** Exercise **
Copy out the data line by line exactly, from its start to the line bearing "If you could outline every instance of the purple", inclusive.

..........

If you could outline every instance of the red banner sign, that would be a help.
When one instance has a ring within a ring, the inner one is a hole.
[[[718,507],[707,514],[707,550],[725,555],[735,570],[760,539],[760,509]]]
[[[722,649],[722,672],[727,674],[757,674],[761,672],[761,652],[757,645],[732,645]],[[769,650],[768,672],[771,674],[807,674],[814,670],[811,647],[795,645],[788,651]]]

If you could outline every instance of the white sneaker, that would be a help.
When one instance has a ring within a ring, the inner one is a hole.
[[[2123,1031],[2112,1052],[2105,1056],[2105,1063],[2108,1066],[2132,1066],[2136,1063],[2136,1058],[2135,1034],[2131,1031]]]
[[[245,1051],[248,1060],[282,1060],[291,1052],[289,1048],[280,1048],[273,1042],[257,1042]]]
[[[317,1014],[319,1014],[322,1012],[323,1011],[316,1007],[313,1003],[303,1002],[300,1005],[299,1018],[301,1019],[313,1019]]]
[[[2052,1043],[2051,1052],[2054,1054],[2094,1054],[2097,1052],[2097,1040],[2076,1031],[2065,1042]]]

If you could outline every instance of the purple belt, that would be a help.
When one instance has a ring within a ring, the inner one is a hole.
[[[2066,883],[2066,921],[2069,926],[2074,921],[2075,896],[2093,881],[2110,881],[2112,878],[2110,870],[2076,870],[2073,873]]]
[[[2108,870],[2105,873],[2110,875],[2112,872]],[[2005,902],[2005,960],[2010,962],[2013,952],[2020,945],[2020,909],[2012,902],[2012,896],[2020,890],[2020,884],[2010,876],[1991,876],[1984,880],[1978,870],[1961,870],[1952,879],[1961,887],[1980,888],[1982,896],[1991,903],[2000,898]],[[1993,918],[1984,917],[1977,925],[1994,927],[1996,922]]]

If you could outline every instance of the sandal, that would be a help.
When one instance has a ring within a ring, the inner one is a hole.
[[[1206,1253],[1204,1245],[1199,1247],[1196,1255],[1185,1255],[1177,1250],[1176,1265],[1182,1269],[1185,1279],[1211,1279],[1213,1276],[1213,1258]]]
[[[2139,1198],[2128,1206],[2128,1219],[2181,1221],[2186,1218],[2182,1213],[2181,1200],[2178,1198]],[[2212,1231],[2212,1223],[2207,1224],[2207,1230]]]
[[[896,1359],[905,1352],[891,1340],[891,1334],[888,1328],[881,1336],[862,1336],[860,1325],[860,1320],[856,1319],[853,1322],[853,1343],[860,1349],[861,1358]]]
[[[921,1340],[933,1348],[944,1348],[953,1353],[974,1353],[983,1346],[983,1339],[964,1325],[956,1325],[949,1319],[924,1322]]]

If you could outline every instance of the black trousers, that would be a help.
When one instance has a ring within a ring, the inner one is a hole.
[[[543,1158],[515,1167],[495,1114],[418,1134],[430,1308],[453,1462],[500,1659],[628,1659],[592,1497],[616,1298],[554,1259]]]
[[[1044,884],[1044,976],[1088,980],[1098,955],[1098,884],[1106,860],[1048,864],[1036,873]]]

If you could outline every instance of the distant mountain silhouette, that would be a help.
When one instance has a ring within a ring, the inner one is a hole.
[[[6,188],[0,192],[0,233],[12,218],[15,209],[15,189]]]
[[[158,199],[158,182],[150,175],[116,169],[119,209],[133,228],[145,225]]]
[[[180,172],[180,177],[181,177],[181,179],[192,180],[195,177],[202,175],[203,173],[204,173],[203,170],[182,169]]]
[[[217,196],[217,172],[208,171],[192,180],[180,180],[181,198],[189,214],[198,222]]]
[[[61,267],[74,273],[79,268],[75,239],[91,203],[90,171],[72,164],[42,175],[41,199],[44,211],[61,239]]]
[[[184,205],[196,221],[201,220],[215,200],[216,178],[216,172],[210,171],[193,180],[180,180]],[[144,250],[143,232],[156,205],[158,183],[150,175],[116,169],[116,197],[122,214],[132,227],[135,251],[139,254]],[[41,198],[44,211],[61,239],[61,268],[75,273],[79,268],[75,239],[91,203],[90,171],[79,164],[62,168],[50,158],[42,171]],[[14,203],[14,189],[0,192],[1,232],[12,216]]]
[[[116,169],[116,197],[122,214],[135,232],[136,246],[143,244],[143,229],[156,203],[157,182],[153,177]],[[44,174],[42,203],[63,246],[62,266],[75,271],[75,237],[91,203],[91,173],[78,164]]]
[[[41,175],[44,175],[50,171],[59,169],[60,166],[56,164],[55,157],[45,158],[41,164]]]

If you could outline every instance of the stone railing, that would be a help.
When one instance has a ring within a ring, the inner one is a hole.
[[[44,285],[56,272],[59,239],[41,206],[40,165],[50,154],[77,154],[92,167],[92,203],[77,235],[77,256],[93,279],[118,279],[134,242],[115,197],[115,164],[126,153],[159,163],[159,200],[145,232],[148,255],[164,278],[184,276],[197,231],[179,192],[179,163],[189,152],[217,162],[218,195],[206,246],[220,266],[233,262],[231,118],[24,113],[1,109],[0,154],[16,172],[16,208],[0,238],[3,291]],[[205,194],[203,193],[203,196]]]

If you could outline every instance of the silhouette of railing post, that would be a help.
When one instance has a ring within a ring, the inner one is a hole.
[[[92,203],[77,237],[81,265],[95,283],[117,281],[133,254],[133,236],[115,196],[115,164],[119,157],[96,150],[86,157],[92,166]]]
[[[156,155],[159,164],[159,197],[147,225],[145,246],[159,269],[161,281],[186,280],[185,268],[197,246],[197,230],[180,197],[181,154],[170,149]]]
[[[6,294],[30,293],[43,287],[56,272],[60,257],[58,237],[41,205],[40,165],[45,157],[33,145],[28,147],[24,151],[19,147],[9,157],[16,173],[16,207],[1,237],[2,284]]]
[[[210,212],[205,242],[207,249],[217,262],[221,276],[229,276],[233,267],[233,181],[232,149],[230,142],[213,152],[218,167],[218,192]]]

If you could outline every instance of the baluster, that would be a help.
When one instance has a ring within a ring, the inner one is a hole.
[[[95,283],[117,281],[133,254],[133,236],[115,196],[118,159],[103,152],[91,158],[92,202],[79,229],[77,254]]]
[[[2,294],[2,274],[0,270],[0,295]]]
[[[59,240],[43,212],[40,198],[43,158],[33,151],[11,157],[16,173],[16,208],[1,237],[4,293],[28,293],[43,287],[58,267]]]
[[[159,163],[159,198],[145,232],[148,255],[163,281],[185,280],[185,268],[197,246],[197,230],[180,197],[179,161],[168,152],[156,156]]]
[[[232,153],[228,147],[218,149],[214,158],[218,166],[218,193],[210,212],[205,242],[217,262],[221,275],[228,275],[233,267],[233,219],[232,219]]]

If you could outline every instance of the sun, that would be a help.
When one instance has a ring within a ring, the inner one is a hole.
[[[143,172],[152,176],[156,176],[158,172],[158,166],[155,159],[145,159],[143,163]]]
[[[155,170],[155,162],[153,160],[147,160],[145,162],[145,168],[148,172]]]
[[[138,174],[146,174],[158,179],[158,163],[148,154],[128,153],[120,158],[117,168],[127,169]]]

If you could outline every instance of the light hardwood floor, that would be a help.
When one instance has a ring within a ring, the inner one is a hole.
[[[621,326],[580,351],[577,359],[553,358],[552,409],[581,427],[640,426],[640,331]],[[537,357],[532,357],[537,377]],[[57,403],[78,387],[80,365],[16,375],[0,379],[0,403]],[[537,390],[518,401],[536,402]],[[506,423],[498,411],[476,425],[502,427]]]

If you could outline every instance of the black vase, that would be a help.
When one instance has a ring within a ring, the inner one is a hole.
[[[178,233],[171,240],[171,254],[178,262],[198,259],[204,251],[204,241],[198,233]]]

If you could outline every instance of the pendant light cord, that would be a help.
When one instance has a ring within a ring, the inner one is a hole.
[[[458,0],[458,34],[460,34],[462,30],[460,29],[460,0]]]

..........

** Exercise answer **
If you could outline every instance of the red banner sign, that would be a help.
When one instance has a ring within a ring, the inner one is a hole.
[[[718,507],[707,514],[707,550],[725,555],[735,570],[760,539],[760,509]]]
[[[722,649],[722,672],[727,674],[757,674],[761,672],[761,652],[757,645],[732,645]],[[769,650],[768,672],[771,674],[807,674],[814,670],[811,647],[795,645],[788,651]]]

If you could outline every instance of the white sneaker, that would be a help.
When one instance has a ring within a ring, the inner one is a hole.
[[[2123,1031],[2112,1052],[2105,1056],[2105,1063],[2108,1066],[2132,1066],[2136,1063],[2136,1058],[2135,1034],[2131,1031]]]
[[[245,1051],[248,1060],[282,1060],[291,1052],[289,1048],[280,1048],[273,1042],[257,1042]]]
[[[317,1014],[319,1014],[322,1012],[323,1011],[316,1007],[313,1003],[303,1002],[300,1005],[299,1018],[301,1019],[313,1019]]]
[[[2052,1043],[2051,1052],[2054,1054],[2094,1054],[2097,1052],[2097,1040],[2076,1031],[2065,1042]]]

If you could outline every instance of the purple belt, that would be a help.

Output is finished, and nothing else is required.